-- ACTIVIDADES PROPUESTAS --
- 1) Copia literalmente, del fragmento sobre la lectura, todo lo que va desde "Así y todo, y" hasta "biblioteca de Tebas.".
- 2) Indica si cada afirmación concuerda con el fragmento sobre la lectura y responde sí o no, citando literalmente las palabras que lo deciden: (a) Lamb declaraba que podía sentarse a pensar sin necesidad de leer. (b) La expresión «suspensión indefinida» se atribuye a Baudrillard. (c) El frontispicio de la biblioteca de Tebas llamaba a los libros «medicina para el alma».

-- FRAGMENTO SELECCIONADO --
+ + + + +

La lectura de los verdaderos libros puede ofrecernos muchas cosas. No solo la oportunidad de explorar la mente de otros hombres –como decía Lamb– o remodelar nuestro pensamiento y reeducar nuestras emociones, proporcionándonos «placeres sostenidos», «simple entretenimiento», «alegría trágica y serena» y «sabiduría», como señalaba Barzun. También puede brindarnos la ocasión de entrenar nuestra capacidad de concentración, de seguimiento de razonamientos más o menos complejos, de reflexión, análisis y crítica. De igual forma, puede recordarnos lo que es una historia, la coherencia de un relato, con su planteamiento, nudo y desenlace. Pero, sobre todo, los libros pueden regalarnos tiempo, el que se emplea en leerlos, el justo y necesario para poder realizar todas estas funciones de la inteligencia a las que me he referido, para asimilar lo transmitido, rescatando nuestro pensar de esa situación de «suspensión indefinida», de que hablaba Baudrillard.

Porque, el libro, debido a su naturaleza, proscribe todas esas urgencias, distracciones y fragmentaciones que la maravillosa Internet trae consigo, y puede conducirnos a una vida intelectual rica y profunda, y más humana. Aunque, quizá no haya que llegar a los extremos de Charles Lamb, que en el famoso ensayo mentado por Barzun (Pensamientos sueltos sobre los libros y la lectura, 1822) declaraba sin rubor:

«A riesgo de perder algo de crédito ante su inteligencia, debo confesar que dedico una parte no desdeñable de mi tiempo a los pensamientos de otras personas. Fantaseo sobre mi vida en especulaciones ajenas. Me gusta perderme en las mentes de otros hombres. Cuando no estoy caminando, estoy leyendo; no puedo sentarme y pensar. Los libros piensan por mí».

Así y todo, y aun cuando los libros no han de pensar por nosotros, tampoco podemos permitirnos el lujo de no pensar en absoluto. Porque aquello que leemos o no leemos nos define, a pesar de que finjamos ignorarlo. No solo somos lo que leemos, también somos cómo leemos. Y este estilo de lectura promovido por la Red, que busca la eficiencia y la inmediatez y proscribe la reflexión y la profundidad de pensamiento, nos debilita como personas. Por esta razón, los libros impresos y la lectura tradicional, profunda y concentrada que traen consigo, son hoy más necesarios que nunca. No, no podemos prescindir de los libros. Son «medicina para el alma», como rezaba el frontispicio de la biblioteca de Tebas.

+ + + + +

-- DATOS EXTRAÍDOS --
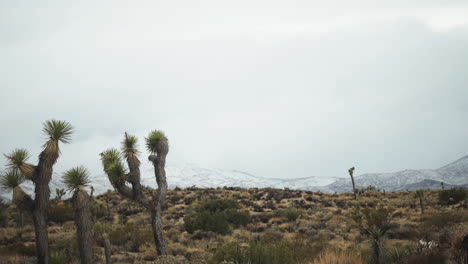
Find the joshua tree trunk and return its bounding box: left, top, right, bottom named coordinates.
left=102, top=233, right=112, bottom=264
left=5, top=120, right=73, bottom=264
left=149, top=137, right=169, bottom=255
left=101, top=130, right=169, bottom=255
left=348, top=167, right=357, bottom=200
left=73, top=187, right=94, bottom=264
left=371, top=239, right=382, bottom=264
left=419, top=196, right=424, bottom=214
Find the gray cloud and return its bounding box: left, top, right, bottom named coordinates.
left=0, top=1, right=468, bottom=182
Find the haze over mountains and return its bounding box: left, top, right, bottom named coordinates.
left=1, top=155, right=468, bottom=200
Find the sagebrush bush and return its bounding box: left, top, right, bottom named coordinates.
left=439, top=188, right=468, bottom=205
left=211, top=235, right=326, bottom=264
left=310, top=250, right=365, bottom=264
left=184, top=199, right=250, bottom=235
left=275, top=208, right=302, bottom=222
left=48, top=203, right=75, bottom=224
left=109, top=223, right=152, bottom=252
left=197, top=199, right=239, bottom=213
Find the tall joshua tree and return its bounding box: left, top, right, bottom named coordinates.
left=348, top=167, right=357, bottom=200
left=5, top=120, right=73, bottom=264
left=415, top=190, right=424, bottom=214
left=101, top=130, right=169, bottom=255
left=63, top=167, right=94, bottom=264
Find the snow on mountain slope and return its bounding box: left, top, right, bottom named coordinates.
left=0, top=156, right=468, bottom=199
left=0, top=163, right=333, bottom=200
left=323, top=156, right=468, bottom=192
left=436, top=156, right=468, bottom=184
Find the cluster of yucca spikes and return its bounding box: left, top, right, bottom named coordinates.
left=62, top=166, right=94, bottom=264
left=0, top=120, right=73, bottom=263
left=101, top=130, right=169, bottom=255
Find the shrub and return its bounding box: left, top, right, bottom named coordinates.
left=50, top=251, right=70, bottom=264
left=225, top=209, right=250, bottom=227
left=48, top=202, right=74, bottom=224
left=211, top=235, right=325, bottom=264
left=311, top=251, right=365, bottom=264
left=439, top=188, right=468, bottom=205
left=197, top=199, right=239, bottom=213
left=0, top=242, right=36, bottom=256
left=423, top=211, right=468, bottom=229
left=276, top=208, right=302, bottom=222
left=184, top=212, right=230, bottom=235
left=184, top=199, right=250, bottom=235
left=109, top=224, right=151, bottom=252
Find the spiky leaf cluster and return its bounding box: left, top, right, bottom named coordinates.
left=62, top=166, right=90, bottom=191
left=0, top=170, right=24, bottom=191
left=5, top=148, right=30, bottom=169
left=146, top=130, right=166, bottom=153
left=122, top=133, right=139, bottom=159
left=101, top=149, right=126, bottom=185
left=42, top=119, right=73, bottom=144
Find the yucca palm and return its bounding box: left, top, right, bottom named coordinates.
left=5, top=120, right=73, bottom=263
left=348, top=167, right=357, bottom=200
left=62, top=166, right=93, bottom=264
left=101, top=130, right=169, bottom=255
left=415, top=190, right=425, bottom=214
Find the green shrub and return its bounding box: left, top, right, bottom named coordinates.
left=211, top=235, right=326, bottom=264
left=48, top=203, right=74, bottom=224
left=423, top=211, right=468, bottom=229
left=224, top=209, right=250, bottom=227
left=184, top=212, right=231, bottom=235
left=439, top=188, right=468, bottom=205
left=109, top=224, right=152, bottom=252
left=50, top=251, right=70, bottom=264
left=0, top=242, right=36, bottom=256
left=276, top=208, right=302, bottom=222
left=197, top=199, right=239, bottom=213
left=184, top=199, right=250, bottom=235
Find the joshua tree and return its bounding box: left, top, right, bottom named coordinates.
left=62, top=167, right=93, bottom=264
left=55, top=188, right=66, bottom=201
left=354, top=204, right=392, bottom=264
left=94, top=222, right=112, bottom=264
left=348, top=167, right=357, bottom=200
left=415, top=190, right=424, bottom=214
left=5, top=120, right=73, bottom=264
left=101, top=130, right=169, bottom=255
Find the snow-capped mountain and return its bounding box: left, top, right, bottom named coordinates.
left=0, top=156, right=468, bottom=200
left=323, top=156, right=468, bottom=192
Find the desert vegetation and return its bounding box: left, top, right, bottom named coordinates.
left=0, top=184, right=468, bottom=264
left=0, top=120, right=468, bottom=264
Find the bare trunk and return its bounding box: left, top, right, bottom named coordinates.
left=419, top=197, right=424, bottom=214
left=73, top=187, right=94, bottom=264
left=32, top=209, right=50, bottom=264
left=351, top=175, right=357, bottom=200
left=33, top=171, right=52, bottom=264
left=149, top=138, right=169, bottom=255
left=103, top=234, right=112, bottom=264
left=151, top=205, right=166, bottom=255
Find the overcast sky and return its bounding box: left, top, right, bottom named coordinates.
left=0, top=0, right=468, bottom=182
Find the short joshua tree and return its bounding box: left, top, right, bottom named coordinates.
left=415, top=190, right=424, bottom=214
left=62, top=167, right=94, bottom=264
left=353, top=204, right=393, bottom=264
left=101, top=130, right=169, bottom=255
left=348, top=167, right=357, bottom=199
left=4, top=120, right=73, bottom=264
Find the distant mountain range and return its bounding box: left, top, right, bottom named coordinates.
left=323, top=156, right=468, bottom=192
left=1, top=156, right=468, bottom=199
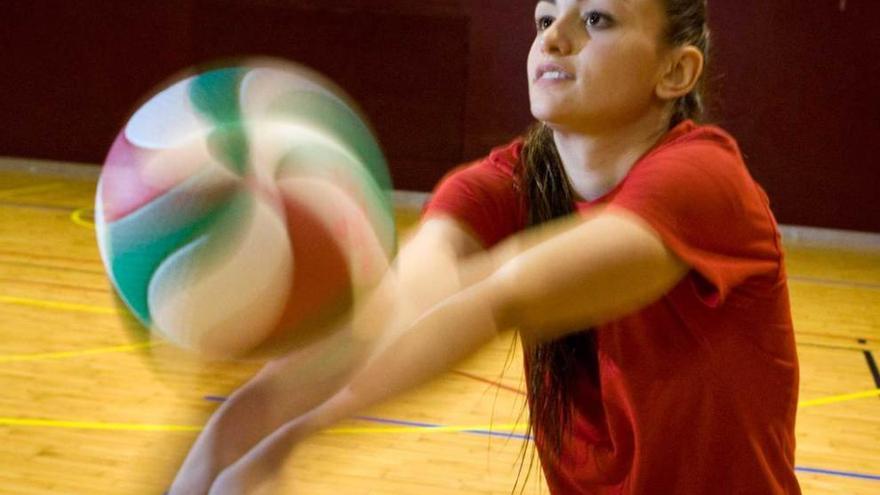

+ + + + +

-- SOLUCIONARIO --
- 1)
Así y todo, y aun cuando los libros no han de pensar por nosotros, tampoco podemos permitirnos el lujo de no pensar en absoluto. Porque aquello que leemos o no leemos nos define, a pesar de que finjamos ignorarlo. No solo somos lo que leemos, también somos cómo leemos. Y este estilo de lectura promovido por la Red, que busca la eficiencia y la inmediatez y proscribe la reflexión y la profundidad de pensamiento, nos debilita como personas. Por esta razón, los libros impresos y la lectura tradicional, profunda y concentrada que traen consigo, son hoy más necesarios que nunca. No, no podemos prescindir de los libros. Son «medicina para el alma», como rezaba el frontispicio de la biblioteca de Tebas.

- 2)
(a) No: «no puedo sentarme y pensar».
(b) Sí: «esa situación de «suspensión indefinida», de que hablaba Baudrillard».
(c) Sí: «Son «medicina para el alma», como rezaba el frontispicio de la biblioteca de Tebas».